--- Listed entries Enclosed Below ---

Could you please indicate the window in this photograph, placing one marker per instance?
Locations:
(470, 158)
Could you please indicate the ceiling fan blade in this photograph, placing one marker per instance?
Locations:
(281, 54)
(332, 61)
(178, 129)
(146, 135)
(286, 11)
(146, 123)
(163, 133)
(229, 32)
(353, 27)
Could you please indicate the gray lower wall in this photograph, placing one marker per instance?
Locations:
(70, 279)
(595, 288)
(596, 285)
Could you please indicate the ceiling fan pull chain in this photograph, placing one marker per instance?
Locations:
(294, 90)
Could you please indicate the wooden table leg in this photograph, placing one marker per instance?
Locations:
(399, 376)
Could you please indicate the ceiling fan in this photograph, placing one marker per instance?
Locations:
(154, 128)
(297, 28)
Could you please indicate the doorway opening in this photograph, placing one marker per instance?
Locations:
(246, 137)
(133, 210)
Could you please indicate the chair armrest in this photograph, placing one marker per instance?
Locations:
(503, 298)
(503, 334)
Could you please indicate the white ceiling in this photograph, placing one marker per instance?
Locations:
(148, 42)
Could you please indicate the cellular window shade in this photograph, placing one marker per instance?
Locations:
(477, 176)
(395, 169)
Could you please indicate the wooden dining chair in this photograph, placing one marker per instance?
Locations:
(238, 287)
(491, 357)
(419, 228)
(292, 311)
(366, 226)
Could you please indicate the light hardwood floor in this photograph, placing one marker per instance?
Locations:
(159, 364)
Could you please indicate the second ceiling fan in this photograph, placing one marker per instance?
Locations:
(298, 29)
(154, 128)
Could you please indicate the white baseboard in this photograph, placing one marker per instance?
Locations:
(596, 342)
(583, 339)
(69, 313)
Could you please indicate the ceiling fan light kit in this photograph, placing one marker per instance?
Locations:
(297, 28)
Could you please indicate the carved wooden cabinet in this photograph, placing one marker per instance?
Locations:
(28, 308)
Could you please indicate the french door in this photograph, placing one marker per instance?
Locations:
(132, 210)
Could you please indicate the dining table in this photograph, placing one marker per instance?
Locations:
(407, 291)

--- End of Enclosed Listed entries ---
--- Listed entries Enclosed Below ---

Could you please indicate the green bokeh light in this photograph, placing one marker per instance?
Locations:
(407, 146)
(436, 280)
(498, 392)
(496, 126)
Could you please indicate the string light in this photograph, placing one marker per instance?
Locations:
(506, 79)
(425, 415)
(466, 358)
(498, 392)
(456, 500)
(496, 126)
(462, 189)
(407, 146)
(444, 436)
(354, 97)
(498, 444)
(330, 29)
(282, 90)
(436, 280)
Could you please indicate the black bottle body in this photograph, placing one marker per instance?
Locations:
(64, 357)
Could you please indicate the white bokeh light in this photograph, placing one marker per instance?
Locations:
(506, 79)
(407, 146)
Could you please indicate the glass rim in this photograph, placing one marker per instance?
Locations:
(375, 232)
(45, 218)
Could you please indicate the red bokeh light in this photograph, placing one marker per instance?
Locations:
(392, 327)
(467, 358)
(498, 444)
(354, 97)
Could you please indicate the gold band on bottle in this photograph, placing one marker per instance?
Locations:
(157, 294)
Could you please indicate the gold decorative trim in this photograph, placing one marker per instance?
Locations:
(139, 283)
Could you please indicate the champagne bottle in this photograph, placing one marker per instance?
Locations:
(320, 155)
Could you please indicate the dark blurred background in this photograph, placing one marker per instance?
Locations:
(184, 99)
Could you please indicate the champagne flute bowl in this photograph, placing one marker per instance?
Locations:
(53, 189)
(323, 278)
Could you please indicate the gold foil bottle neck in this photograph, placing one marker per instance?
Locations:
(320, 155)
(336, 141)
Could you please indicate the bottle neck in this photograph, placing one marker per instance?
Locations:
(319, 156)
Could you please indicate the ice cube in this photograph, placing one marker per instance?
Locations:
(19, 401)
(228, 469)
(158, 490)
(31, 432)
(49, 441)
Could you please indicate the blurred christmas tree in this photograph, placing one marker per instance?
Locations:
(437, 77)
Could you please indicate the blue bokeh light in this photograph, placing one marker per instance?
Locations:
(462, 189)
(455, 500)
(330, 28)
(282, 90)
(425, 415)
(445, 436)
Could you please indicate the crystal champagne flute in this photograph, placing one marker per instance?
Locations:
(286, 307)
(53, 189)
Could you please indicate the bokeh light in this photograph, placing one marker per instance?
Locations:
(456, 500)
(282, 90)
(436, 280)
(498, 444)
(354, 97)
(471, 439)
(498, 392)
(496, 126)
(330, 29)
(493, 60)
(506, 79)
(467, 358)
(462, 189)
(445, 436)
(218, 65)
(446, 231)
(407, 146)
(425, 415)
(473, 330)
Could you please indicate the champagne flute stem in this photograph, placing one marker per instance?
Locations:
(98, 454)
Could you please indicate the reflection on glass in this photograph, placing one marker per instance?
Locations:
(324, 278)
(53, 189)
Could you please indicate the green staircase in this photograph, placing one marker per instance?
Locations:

--- End of Enclosed Listed entries ---

Task details —
Please give back, exactly as it stands above, the stretch from the line with "Could you please indicate the window" through the line with "Could you please indicate the ceiling fan blade", and no line outside it.

The completed task —
Could you please indicate the window in this photograph, placing one marker per instance?
Locations:
(470, 158)
Could you please indicate the ceiling fan blade in this photograph, placing one marker per instance?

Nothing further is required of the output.